### Extracted information
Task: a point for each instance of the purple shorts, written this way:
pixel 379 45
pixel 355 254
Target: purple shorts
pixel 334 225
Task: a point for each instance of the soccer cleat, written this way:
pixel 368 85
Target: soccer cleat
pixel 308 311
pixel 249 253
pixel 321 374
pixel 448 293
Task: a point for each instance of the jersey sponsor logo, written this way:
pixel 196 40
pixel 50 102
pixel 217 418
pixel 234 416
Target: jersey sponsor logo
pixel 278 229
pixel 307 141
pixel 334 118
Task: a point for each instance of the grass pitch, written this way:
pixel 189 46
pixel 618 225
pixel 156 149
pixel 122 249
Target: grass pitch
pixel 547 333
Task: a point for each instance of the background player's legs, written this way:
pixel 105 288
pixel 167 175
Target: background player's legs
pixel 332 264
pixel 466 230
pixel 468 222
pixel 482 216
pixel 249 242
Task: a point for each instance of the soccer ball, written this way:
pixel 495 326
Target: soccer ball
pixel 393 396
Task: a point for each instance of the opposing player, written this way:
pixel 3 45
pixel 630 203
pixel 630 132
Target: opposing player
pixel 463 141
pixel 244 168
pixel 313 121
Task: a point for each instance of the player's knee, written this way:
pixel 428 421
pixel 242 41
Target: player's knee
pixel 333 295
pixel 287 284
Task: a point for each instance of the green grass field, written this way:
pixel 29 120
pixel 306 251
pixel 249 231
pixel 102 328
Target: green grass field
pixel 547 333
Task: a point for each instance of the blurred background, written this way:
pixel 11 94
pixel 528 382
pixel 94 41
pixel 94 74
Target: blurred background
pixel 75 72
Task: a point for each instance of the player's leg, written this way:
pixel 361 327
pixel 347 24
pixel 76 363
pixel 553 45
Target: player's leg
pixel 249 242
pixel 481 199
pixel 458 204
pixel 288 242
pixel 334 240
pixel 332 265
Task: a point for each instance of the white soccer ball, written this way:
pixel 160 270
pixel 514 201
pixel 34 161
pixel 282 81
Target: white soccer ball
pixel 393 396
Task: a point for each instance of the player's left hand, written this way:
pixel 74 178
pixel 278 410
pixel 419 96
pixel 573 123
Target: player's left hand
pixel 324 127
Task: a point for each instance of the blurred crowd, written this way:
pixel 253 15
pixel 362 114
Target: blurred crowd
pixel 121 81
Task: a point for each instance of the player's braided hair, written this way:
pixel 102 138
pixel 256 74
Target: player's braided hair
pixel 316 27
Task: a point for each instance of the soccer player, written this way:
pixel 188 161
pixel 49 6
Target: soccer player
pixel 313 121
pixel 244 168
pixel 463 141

### Goal of the exercise
All of the records must be repeated exactly.

### Task answer
Task: a point for each instance of the purple shorts, written this way:
pixel 379 45
pixel 355 254
Target: purple shorts
pixel 334 225
Task: a point for each instance of the soccer cleat, written this way:
pixel 368 85
Target: soccer cleat
pixel 308 311
pixel 249 253
pixel 321 374
pixel 448 293
Task: a point for each instance of the jersey sponsor logo, written this way:
pixel 196 40
pixel 50 102
pixel 217 418
pixel 234 416
Target: jersey sponsor logo
pixel 278 229
pixel 307 141
pixel 334 118
Task: a point for each instance of the grass pitch, written this way:
pixel 189 46
pixel 618 225
pixel 156 149
pixel 122 249
Target: grass pitch
pixel 547 333
Task: a point for each instance of the background player's legs, written this way:
pixel 105 288
pixel 167 175
Target: background player's legs
pixel 332 264
pixel 466 230
pixel 468 222
pixel 482 216
pixel 249 242
Task: a point for each instance of the soccer ball, written this way:
pixel 495 326
Target: soccer ball
pixel 393 396
Task: a point for each instance of the opposing player, written this way:
pixel 3 45
pixel 630 203
pixel 630 132
Target: opposing player
pixel 463 141
pixel 244 168
pixel 313 121
Task: a point for each instance of the player's knee, written this way:
pixel 428 421
pixel 242 41
Target: player's knee
pixel 333 295
pixel 287 284
Task: a point for each instance of the green grass field, written this way:
pixel 29 120
pixel 306 251
pixel 249 231
pixel 102 328
Target: green grass field
pixel 547 333
Task: a point for each instance of the blurred background, written this way:
pixel 11 94
pixel 528 382
pixel 94 41
pixel 94 74
Target: blurred background
pixel 75 72
Task: a point for each instance of the player's leg, written this way:
pixel 361 327
pixel 347 24
pixel 76 363
pixel 553 45
Target: player's leg
pixel 249 242
pixel 481 199
pixel 458 204
pixel 288 242
pixel 334 240
pixel 332 265
Task: a point for each instance of the white soccer ball, written this way:
pixel 160 270
pixel 514 201
pixel 34 161
pixel 282 81
Target: white soccer ball
pixel 393 396
Task: a point for each instance of the player's left hand, written this way:
pixel 74 178
pixel 278 410
pixel 419 96
pixel 573 123
Target: player's left hand
pixel 324 127
Task: a point for each instance of the blurred crowd, written this way:
pixel 253 15
pixel 362 114
Target: blurred crowd
pixel 121 81
Task: a point for each instance of the player's braided hair, written this way:
pixel 102 138
pixel 256 74
Target: player's braided hair
pixel 316 27
Task: a point for each instance of the soccer player, written this way:
pixel 188 161
pixel 49 6
Target: soccer player
pixel 313 121
pixel 244 168
pixel 463 141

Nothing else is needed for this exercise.